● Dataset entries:
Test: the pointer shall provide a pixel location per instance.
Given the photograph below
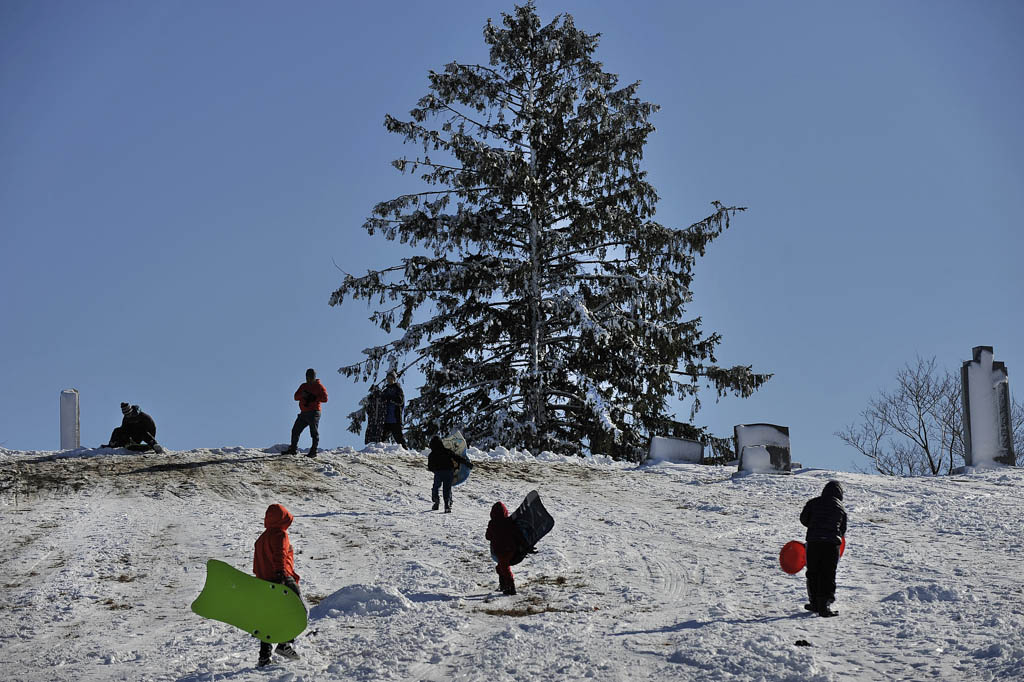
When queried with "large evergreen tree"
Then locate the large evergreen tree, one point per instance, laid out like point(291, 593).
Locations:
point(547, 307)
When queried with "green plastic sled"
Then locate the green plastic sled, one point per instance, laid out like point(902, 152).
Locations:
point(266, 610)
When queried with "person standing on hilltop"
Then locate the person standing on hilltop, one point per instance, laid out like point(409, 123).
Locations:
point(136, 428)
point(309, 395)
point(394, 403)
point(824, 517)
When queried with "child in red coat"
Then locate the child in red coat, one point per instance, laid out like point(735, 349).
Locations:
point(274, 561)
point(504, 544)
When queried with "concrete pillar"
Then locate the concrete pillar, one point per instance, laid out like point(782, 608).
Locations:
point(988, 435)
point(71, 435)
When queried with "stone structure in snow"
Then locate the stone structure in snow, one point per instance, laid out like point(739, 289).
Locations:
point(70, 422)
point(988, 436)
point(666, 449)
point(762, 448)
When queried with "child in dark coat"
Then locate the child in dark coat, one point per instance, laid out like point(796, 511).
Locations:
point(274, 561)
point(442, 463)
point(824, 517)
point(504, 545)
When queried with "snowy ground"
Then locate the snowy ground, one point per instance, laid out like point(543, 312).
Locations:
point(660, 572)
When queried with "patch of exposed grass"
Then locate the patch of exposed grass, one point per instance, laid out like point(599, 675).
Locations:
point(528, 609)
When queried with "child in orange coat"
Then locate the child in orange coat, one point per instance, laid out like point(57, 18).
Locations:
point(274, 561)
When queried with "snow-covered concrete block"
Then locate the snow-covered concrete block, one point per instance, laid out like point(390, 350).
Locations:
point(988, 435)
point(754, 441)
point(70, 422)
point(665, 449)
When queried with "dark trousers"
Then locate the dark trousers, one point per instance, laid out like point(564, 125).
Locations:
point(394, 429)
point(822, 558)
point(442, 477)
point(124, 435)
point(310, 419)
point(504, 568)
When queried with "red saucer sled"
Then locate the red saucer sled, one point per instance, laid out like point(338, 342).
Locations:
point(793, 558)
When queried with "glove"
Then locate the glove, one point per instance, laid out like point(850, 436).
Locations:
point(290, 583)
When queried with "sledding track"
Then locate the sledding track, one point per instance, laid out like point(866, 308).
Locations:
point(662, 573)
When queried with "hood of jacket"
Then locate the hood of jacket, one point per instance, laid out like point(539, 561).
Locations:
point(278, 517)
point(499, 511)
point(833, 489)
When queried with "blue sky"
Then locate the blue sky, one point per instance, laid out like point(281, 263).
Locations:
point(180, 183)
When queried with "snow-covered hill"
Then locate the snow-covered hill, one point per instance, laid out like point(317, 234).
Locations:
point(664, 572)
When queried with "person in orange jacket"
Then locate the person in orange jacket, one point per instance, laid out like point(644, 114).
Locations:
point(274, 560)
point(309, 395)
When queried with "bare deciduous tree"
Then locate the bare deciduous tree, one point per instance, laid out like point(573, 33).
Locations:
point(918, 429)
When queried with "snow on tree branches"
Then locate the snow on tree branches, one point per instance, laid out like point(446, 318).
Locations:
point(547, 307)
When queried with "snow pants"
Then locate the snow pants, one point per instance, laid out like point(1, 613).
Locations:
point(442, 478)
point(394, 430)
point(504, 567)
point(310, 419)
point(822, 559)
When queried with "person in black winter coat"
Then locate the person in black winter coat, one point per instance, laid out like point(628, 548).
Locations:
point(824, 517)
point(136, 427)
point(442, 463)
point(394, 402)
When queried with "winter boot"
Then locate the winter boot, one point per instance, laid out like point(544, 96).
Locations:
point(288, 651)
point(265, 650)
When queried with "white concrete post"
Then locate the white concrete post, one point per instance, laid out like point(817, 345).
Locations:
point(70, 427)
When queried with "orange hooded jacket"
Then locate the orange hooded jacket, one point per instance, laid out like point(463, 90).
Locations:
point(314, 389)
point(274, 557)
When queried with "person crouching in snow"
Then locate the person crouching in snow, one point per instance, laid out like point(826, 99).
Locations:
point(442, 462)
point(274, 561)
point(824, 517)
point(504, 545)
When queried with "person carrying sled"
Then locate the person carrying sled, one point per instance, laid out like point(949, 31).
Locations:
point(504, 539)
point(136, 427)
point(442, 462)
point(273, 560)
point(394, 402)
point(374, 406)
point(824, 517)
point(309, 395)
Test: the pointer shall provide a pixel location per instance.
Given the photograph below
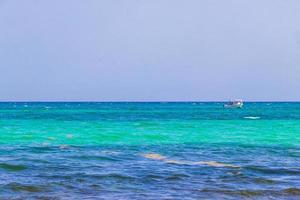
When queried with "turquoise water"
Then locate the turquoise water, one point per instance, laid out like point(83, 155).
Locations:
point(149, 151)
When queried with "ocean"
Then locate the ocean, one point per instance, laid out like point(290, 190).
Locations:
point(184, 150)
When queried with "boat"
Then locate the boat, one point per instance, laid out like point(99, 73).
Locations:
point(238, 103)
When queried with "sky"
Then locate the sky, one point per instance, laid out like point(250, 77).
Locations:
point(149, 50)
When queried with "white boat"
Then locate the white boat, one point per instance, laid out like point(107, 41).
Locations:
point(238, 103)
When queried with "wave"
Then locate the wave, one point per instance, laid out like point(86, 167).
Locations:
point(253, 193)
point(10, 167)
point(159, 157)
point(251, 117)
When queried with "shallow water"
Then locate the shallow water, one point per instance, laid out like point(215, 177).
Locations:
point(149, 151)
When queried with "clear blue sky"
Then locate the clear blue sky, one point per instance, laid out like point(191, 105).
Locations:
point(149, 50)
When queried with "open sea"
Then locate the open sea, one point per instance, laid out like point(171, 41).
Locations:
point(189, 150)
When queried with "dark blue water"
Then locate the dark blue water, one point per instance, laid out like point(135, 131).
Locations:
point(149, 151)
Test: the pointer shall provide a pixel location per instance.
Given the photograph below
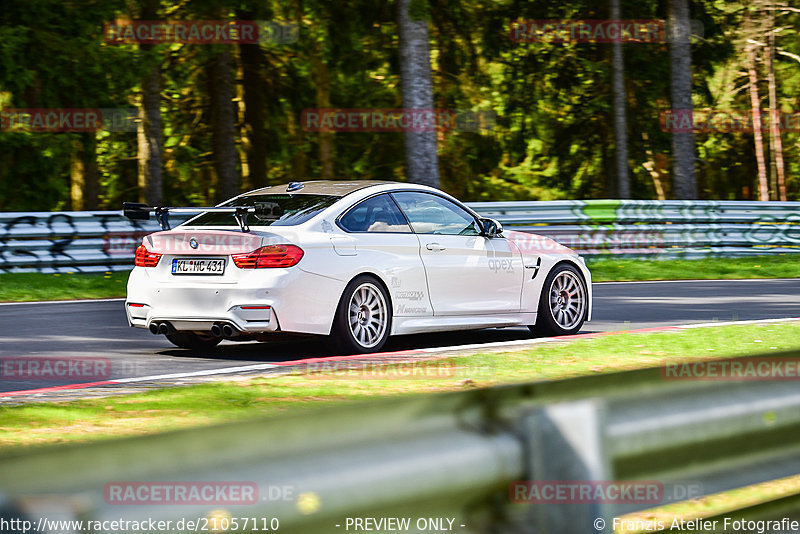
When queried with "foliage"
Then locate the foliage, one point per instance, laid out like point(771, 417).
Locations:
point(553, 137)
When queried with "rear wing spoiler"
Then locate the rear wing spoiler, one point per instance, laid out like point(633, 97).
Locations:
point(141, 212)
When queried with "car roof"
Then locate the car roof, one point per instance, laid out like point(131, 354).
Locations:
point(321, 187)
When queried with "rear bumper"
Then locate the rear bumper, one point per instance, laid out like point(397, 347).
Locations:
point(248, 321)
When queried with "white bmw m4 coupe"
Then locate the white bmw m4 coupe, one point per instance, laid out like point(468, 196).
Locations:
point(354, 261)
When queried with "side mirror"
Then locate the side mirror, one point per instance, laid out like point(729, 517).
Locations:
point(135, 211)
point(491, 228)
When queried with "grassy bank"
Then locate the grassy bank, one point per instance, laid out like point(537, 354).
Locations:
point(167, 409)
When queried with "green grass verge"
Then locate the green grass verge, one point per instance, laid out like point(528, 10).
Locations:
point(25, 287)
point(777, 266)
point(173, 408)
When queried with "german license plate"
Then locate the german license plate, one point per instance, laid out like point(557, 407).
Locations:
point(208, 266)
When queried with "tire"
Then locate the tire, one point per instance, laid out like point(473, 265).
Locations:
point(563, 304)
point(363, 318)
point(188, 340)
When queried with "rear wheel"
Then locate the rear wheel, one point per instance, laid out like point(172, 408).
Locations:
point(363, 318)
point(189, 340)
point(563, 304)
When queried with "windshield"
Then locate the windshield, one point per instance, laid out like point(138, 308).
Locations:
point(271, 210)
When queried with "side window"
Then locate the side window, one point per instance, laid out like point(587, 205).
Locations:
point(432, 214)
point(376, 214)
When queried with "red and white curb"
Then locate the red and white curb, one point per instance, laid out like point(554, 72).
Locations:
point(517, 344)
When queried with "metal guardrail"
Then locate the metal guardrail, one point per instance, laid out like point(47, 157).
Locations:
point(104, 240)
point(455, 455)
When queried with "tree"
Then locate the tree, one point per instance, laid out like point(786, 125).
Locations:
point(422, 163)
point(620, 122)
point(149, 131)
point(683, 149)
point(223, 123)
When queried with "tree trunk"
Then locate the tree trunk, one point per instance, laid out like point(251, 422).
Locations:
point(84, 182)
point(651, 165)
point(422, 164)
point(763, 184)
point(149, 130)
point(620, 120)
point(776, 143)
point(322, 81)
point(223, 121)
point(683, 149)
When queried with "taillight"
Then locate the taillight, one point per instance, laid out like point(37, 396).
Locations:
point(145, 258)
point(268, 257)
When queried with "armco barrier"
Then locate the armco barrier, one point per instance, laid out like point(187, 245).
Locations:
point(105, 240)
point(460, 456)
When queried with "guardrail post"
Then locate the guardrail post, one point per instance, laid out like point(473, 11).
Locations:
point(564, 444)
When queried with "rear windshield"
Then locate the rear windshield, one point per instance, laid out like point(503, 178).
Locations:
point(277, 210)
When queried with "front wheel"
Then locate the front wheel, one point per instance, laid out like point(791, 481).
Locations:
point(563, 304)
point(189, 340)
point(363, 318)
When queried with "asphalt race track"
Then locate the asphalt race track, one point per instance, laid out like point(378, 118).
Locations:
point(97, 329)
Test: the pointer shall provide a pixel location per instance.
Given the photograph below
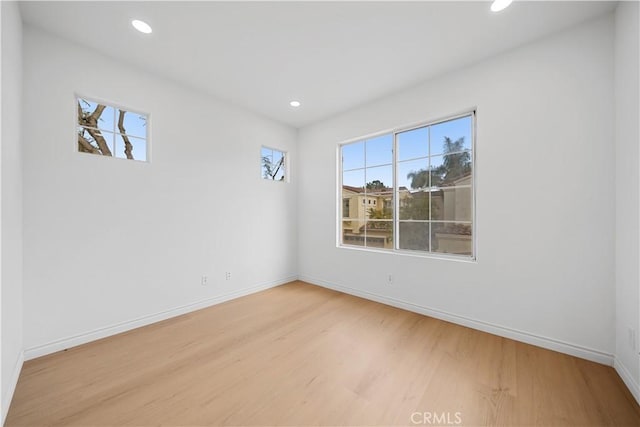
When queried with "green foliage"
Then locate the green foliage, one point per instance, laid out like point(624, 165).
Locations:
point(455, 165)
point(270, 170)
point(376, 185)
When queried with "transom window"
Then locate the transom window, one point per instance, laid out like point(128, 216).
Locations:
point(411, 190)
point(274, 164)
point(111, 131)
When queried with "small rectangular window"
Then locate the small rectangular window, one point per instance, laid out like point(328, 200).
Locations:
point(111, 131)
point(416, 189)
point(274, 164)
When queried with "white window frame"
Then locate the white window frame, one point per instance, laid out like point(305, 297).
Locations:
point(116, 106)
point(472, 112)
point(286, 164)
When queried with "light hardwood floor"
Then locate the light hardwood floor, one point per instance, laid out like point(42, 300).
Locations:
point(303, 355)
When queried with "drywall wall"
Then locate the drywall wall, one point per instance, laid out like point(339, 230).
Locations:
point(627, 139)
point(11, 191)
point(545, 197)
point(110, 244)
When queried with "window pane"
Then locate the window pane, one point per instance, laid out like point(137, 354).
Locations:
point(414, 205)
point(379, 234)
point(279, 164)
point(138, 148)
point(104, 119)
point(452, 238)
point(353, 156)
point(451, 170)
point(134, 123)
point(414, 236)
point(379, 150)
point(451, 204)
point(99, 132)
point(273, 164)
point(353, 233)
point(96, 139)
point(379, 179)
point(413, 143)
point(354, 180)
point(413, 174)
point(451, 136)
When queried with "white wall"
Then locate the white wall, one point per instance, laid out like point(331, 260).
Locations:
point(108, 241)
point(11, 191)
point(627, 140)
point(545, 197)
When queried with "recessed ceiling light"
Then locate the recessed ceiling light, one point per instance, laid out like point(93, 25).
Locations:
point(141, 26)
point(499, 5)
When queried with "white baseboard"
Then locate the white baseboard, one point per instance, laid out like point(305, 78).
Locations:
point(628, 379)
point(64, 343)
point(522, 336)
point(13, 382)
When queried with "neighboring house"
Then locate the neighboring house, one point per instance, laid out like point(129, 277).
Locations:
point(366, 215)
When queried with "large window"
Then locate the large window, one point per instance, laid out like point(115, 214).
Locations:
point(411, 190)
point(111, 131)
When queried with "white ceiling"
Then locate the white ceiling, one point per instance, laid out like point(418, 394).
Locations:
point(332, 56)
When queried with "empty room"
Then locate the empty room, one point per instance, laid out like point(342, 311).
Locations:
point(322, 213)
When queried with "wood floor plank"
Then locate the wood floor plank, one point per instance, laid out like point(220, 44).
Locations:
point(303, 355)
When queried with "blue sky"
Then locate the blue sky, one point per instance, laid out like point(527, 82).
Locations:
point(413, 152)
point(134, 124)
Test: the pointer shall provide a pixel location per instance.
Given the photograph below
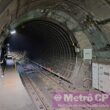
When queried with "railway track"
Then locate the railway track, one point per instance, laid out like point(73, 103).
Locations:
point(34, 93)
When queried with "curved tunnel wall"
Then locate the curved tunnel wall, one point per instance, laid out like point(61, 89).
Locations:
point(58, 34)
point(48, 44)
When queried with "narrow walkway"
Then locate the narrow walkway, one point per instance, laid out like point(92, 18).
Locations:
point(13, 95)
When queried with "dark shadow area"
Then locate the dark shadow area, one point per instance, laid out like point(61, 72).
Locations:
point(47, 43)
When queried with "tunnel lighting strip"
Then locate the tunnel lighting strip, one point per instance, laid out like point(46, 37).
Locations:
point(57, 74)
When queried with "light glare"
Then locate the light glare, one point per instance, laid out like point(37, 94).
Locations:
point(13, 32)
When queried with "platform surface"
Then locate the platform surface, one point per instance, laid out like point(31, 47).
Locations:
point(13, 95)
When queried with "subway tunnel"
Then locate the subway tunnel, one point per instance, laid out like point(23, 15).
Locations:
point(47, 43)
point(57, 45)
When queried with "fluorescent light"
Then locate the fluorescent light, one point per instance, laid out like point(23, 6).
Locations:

● WHAT NEEDS TO BE DONE: Each line above that contains "pillar" counts once; report the resulting number and nothing else.

● ANSWER SECTION: 2